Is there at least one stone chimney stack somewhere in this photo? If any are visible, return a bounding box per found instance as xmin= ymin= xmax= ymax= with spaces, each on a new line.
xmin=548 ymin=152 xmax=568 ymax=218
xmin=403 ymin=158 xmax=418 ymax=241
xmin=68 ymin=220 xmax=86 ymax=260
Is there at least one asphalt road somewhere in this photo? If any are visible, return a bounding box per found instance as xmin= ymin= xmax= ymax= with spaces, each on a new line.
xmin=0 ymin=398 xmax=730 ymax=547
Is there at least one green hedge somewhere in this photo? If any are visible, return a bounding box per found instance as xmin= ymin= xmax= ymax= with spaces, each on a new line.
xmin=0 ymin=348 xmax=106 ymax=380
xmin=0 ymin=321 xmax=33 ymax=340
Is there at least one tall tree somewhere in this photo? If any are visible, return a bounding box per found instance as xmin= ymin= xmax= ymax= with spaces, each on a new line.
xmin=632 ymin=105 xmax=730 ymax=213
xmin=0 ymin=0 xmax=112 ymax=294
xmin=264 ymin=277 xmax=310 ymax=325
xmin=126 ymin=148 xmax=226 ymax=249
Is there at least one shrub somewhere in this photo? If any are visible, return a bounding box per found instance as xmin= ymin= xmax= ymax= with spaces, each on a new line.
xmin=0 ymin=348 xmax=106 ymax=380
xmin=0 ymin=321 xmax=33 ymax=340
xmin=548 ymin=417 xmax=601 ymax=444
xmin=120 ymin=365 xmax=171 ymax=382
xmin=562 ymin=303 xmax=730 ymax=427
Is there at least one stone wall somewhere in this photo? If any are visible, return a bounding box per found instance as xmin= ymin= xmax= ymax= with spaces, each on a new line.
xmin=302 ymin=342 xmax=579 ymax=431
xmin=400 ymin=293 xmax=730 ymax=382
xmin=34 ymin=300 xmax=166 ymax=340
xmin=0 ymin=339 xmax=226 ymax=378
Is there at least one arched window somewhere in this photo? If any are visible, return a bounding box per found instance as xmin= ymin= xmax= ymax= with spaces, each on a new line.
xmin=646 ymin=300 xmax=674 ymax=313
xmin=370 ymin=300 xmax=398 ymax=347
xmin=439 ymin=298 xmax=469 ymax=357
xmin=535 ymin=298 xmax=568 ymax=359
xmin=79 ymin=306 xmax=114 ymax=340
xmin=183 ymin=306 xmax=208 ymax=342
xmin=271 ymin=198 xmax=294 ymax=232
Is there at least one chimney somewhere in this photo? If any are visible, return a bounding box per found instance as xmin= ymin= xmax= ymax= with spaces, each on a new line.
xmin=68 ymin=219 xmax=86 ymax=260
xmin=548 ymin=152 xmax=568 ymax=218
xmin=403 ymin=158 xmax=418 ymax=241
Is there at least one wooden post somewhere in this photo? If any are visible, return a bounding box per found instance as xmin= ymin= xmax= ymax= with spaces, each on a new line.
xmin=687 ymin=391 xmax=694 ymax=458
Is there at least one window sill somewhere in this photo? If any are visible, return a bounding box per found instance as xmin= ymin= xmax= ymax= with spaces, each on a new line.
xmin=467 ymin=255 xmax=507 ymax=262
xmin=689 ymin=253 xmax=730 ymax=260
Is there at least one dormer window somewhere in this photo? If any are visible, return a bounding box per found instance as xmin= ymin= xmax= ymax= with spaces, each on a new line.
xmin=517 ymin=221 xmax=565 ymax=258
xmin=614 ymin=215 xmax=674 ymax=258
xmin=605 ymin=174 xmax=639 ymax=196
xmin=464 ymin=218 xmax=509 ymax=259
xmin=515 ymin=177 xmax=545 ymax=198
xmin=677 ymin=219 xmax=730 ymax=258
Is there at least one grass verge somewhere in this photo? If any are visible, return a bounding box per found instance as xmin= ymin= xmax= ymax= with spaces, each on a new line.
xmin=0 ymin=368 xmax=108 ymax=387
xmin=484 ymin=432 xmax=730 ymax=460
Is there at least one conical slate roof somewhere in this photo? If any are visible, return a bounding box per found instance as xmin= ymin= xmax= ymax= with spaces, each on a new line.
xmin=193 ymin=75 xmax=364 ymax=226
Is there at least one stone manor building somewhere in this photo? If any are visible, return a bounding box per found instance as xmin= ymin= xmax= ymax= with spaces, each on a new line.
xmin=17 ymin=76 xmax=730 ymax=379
------------------------------
Rewrite the items, starting at the first line and ending at the line that contains "xmin=562 ymin=303 xmax=730 ymax=427", as a Markdown table with a Number column and an Entry column. Number each row, and leave out any blank lines.

*FINAL ANSWER*.
| Number | Entry |
|---|---|
| 1 | Is there at least one stone chimney stack somewhere in this photo? If any are visible, return a bounding box per found instance as xmin= ymin= xmax= ymax= with spaces, each on a new line. |
| 2 | xmin=548 ymin=152 xmax=568 ymax=218 |
| 3 | xmin=403 ymin=158 xmax=418 ymax=241 |
| 4 | xmin=68 ymin=220 xmax=86 ymax=260 |
| 5 | Is there at least one asphalt road somewhere in this photo? If any are visible, return a bounding box per found instance as xmin= ymin= xmax= ymax= with spaces, each on a new line. |
| 6 | xmin=0 ymin=398 xmax=730 ymax=547 |
| 7 | Is there at least one green hedge somewhere in this photo? If any are visible, return a bounding box per found instance as xmin= ymin= xmax= ymax= with spaces, each on a new line. |
| 8 | xmin=0 ymin=348 xmax=106 ymax=380 |
| 9 | xmin=0 ymin=321 xmax=33 ymax=340 |
| 10 | Is there at least one tall tree somewhere in this photo? If any are visible, return a bounding box per found instance as xmin= ymin= xmax= ymax= with spaces, each on a new line. |
| 11 | xmin=632 ymin=105 xmax=730 ymax=213 |
| 12 | xmin=0 ymin=0 xmax=112 ymax=294 |
| 13 | xmin=264 ymin=277 xmax=310 ymax=325 |
| 14 | xmin=126 ymin=148 xmax=226 ymax=249 |
| 15 | Is there at least one shrub somewhere in this photo? If any are visible, return a bounding box per found instance as xmin= ymin= xmax= ymax= with spaces, each on a new line. |
| 16 | xmin=0 ymin=348 xmax=106 ymax=380 |
| 17 | xmin=0 ymin=321 xmax=33 ymax=340 |
| 18 | xmin=548 ymin=417 xmax=601 ymax=444 |
| 19 | xmin=120 ymin=365 xmax=171 ymax=382 |
| 20 | xmin=562 ymin=303 xmax=730 ymax=427 |